WHAT NEEDS TO BE DONE: Convert the data below into a JSON list of strings, one string per line, omitting any blank lines.

Start of EXTRACTED DATA

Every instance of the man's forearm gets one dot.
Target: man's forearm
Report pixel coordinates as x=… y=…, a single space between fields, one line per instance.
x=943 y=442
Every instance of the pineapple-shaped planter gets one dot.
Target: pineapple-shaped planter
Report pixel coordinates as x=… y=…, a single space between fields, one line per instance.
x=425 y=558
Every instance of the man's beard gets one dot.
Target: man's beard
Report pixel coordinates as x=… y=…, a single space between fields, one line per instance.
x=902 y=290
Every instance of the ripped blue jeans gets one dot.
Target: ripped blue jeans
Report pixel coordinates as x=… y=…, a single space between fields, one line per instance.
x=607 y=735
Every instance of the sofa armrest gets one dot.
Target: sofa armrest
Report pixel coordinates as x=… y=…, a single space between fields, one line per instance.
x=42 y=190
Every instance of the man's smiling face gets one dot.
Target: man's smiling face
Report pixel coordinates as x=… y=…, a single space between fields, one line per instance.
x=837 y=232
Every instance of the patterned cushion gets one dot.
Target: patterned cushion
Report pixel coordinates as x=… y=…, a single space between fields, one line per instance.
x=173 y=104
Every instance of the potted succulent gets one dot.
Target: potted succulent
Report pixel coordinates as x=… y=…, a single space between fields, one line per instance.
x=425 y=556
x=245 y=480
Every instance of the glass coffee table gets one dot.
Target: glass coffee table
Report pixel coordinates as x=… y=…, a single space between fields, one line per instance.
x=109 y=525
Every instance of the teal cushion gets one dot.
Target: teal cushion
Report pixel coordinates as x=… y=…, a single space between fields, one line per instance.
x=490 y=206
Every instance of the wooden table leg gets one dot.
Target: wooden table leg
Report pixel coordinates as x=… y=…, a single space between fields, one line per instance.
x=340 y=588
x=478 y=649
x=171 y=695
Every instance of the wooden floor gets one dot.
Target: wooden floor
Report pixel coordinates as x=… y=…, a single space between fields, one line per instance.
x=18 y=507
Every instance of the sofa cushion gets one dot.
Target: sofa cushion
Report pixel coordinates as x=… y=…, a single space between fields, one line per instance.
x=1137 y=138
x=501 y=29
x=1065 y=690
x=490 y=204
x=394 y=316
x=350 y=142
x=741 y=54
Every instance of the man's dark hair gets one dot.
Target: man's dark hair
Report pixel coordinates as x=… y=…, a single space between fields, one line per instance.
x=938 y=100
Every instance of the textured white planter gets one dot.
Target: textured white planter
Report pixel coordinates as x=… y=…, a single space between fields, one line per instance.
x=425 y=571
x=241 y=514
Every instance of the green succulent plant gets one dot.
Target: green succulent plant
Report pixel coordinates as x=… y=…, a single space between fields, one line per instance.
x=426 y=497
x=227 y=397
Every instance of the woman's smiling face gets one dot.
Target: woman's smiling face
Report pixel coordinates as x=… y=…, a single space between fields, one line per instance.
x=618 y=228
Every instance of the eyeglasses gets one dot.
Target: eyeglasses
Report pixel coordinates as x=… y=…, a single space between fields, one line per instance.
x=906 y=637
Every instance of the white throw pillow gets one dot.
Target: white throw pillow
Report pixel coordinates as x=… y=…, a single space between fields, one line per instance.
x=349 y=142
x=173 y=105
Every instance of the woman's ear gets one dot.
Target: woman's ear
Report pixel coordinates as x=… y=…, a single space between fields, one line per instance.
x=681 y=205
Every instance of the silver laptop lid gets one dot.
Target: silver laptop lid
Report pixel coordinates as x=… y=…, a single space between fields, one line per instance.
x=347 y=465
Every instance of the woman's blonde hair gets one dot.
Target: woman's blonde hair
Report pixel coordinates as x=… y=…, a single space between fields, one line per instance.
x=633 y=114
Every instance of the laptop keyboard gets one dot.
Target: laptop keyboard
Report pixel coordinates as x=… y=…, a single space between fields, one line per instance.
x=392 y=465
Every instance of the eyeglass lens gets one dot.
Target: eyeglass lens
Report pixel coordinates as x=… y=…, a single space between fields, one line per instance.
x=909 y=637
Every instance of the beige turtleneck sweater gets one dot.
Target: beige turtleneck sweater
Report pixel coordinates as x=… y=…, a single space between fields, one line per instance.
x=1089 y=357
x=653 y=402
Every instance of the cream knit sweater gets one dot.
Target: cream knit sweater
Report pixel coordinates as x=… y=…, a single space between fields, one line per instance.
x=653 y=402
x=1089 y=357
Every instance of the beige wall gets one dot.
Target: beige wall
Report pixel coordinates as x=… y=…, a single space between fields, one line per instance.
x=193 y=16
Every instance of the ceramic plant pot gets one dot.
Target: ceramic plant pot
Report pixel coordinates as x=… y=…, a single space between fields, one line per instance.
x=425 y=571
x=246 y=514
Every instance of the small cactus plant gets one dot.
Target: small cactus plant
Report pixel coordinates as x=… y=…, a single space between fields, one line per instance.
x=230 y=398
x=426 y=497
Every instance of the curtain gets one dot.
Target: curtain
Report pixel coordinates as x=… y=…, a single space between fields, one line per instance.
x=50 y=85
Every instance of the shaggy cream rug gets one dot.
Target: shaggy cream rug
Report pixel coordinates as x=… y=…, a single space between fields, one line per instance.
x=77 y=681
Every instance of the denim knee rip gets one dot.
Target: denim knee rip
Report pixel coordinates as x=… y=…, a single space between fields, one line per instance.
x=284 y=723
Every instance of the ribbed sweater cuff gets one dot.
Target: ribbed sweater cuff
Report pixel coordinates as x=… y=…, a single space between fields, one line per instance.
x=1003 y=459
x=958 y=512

End of EXTRACTED DATA

OUTPUT FOR THIS EXERCISE:
[
  "Every instance of the man's forearm gets one dot.",
  "Target: man's forearm",
  "Report pixel coordinates as x=… y=…, a single space between fields, one line per instance.",
  "x=943 y=442",
  "Every instance of the pineapple-shaped planter gets one dot.",
  "Target: pineapple-shaped planter",
  "Report pixel coordinates as x=… y=…, a single space between fields, one line per instance.",
  "x=425 y=558",
  "Every instance of the man's beard gets one dot.",
  "Target: man's beard",
  "Report pixel coordinates as x=… y=…, a single space between fields, one line per instance.",
  "x=902 y=290",
  "Every instance of the ripped blue jeans gets one dot.",
  "Target: ripped blue jeans",
  "Report pixel coordinates as x=… y=…, a single space between fields, one line per instance.",
  "x=607 y=735",
  "Every instance of the sofa armrest gets one dot.",
  "Target: sofa armrest",
  "Report pixel coordinates as x=… y=…, a single space between fields, one line per instance.",
  "x=42 y=190",
  "Every instance of the man's smiling face gets one dot.",
  "Target: man's smiling face",
  "Report pixel coordinates as x=… y=…, a single space between fields, one line per instance.",
  "x=837 y=232",
  "Every instance of the patterned cushion gets one dot.",
  "Target: patterned cushion",
  "Report pixel coordinates as x=… y=…, a single space between fields, one line per instance.",
  "x=173 y=104",
  "Every instance of the potted succulent gets one dot.",
  "Target: potted succulent",
  "Report pixel coordinates as x=… y=…, a single space between fields, one line per instance.",
  "x=425 y=556",
  "x=245 y=480",
  "Every instance of the glass coffee table gets one dot.",
  "Target: glass coffee table",
  "Report pixel coordinates as x=… y=…, a single space between fields, one line per instance.",
  "x=109 y=525",
  "Every instance of the teal cushion gets one dot.",
  "Target: teal cushion",
  "Report pixel coordinates as x=… y=…, a single space between fields, one line per instance.",
  "x=490 y=206",
  "Every instance of the wooden table leg gets one dot.",
  "Target: wooden table leg",
  "Report pixel coordinates as x=… y=…, a single space between fields, one line per instance.",
  "x=340 y=588",
  "x=478 y=649",
  "x=171 y=695",
  "Every instance of the wooden floor gets one dot.",
  "Target: wooden floor",
  "Report pixel coordinates as x=… y=…, a single space between fields, one line per instance.",
  "x=18 y=507",
  "Every instance of the sofa cushion gets one dot.",
  "Target: sofa cushion",
  "Report pixel coordinates as x=… y=…, a single space between fields, one line per instance.",
  "x=1137 y=138",
  "x=501 y=29",
  "x=1065 y=690",
  "x=490 y=204",
  "x=394 y=316",
  "x=350 y=142",
  "x=741 y=54",
  "Every instance of the man's dark hair gets one dot.",
  "Target: man's dark hair",
  "Report pixel coordinates as x=… y=…, a single space between fields, one line per instance.",
  "x=938 y=100",
  "Every instance of the textured white planter gets one dot.",
  "Target: textured white planter",
  "Report pixel coordinates as x=… y=…, a single space between fields, one line per instance.",
  "x=425 y=571",
  "x=241 y=514",
  "Every instance of the green succulent plant gets one dot.",
  "Target: green succulent plant",
  "Report pixel coordinates as x=… y=…, a single space between fields, one line per instance.",
  "x=426 y=497",
  "x=227 y=397",
  "Every instance of the woman's smiling face gets one dot.",
  "Target: woman's smiling face",
  "Report pixel coordinates as x=… y=…, a single space between fields, one line per instance.",
  "x=618 y=228",
  "Every instance of the eyeglasses gets one dot.",
  "Target: eyeglasses",
  "Report pixel coordinates as x=… y=…, a single space between fields, one line per instance.",
  "x=906 y=637",
  "Every instance of the white throw pillow gets one dot.",
  "Target: white throw pillow",
  "Report pixel coordinates as x=… y=…, a single space between fields, one line per instance.",
  "x=349 y=142",
  "x=173 y=105",
  "Every instance of the woman's ear gets one dot.",
  "Target: woman's ear",
  "Report pixel coordinates as x=… y=…, a single space between fields, one line per instance.",
  "x=681 y=205",
  "Every instance of the silver laptop lid gets one dot.",
  "Target: silver laptop lid",
  "Report pixel coordinates as x=… y=…, a single space between fields, one line per instance.",
  "x=347 y=465",
  "Every instance of the woman's blonde hair gets one dot.",
  "Target: woman's blonde hair",
  "Report pixel coordinates as x=… y=…, a single space between fields, one line per instance.",
  "x=633 y=114",
  "Every instance of the laptop keyboard gets one dot.",
  "Target: laptop keyboard",
  "Report pixel coordinates as x=… y=…, a single space between fields, one line per instance.",
  "x=392 y=465",
  "Every instance of the eyeglass lens gets one dot.",
  "Target: eyeglass lens",
  "Report pixel coordinates as x=… y=…, a single space between fields, one line per instance.",
  "x=909 y=637",
  "Every instance of the beige turtleneck sweater gets one dot.",
  "Target: beige turtleneck sweater",
  "Report pixel coordinates as x=… y=…, a single space between fields, one line per instance.",
  "x=1089 y=357",
  "x=653 y=402",
  "Every instance of the cream knit sweater gets one dot.",
  "Target: cream knit sweater",
  "Report pixel coordinates as x=… y=…, a single space between fields, one line per instance.",
  "x=653 y=402",
  "x=1089 y=357",
  "Every instance of the beige wall gets one dot.",
  "Target: beige wall",
  "Report pixel coordinates as x=… y=…, a single space between fields, one line per instance.",
  "x=193 y=16",
  "Every instance of the ceramic plant pot gets one dot.",
  "Target: ceramic plant pot",
  "Report pixel coordinates as x=… y=…, a single space between fields, one line per instance.",
  "x=425 y=571",
  "x=246 y=514",
  "Every instance of the small cactus plant gets one dot.",
  "Target: small cactus plant",
  "Report pixel coordinates as x=… y=…, a single space between fields, one line per instance.",
  "x=230 y=398",
  "x=426 y=497",
  "Every instance of the curtain gets one dot.",
  "Target: curtain",
  "Report pixel coordinates as x=… y=…, a single space between fields, one line per instance.",
  "x=50 y=85",
  "Every instance of the shaggy cream rug gets one dot.",
  "Target: shaggy cream rug",
  "Report pixel coordinates as x=… y=…, a single space between fields, one line per instance.",
  "x=77 y=681",
  "Every instance of the denim knee rip gets one dot.",
  "Target: denim knee rip",
  "Report pixel coordinates as x=… y=…, a single space between fields, one line per instance.",
  "x=284 y=723",
  "Every instance of the ribbed sweater cuff gets one dot.",
  "Target: ribbed sweater cuff",
  "Report pixel coordinates as x=… y=…, a single space between fields, one line per instance.",
  "x=1003 y=459",
  "x=958 y=512"
]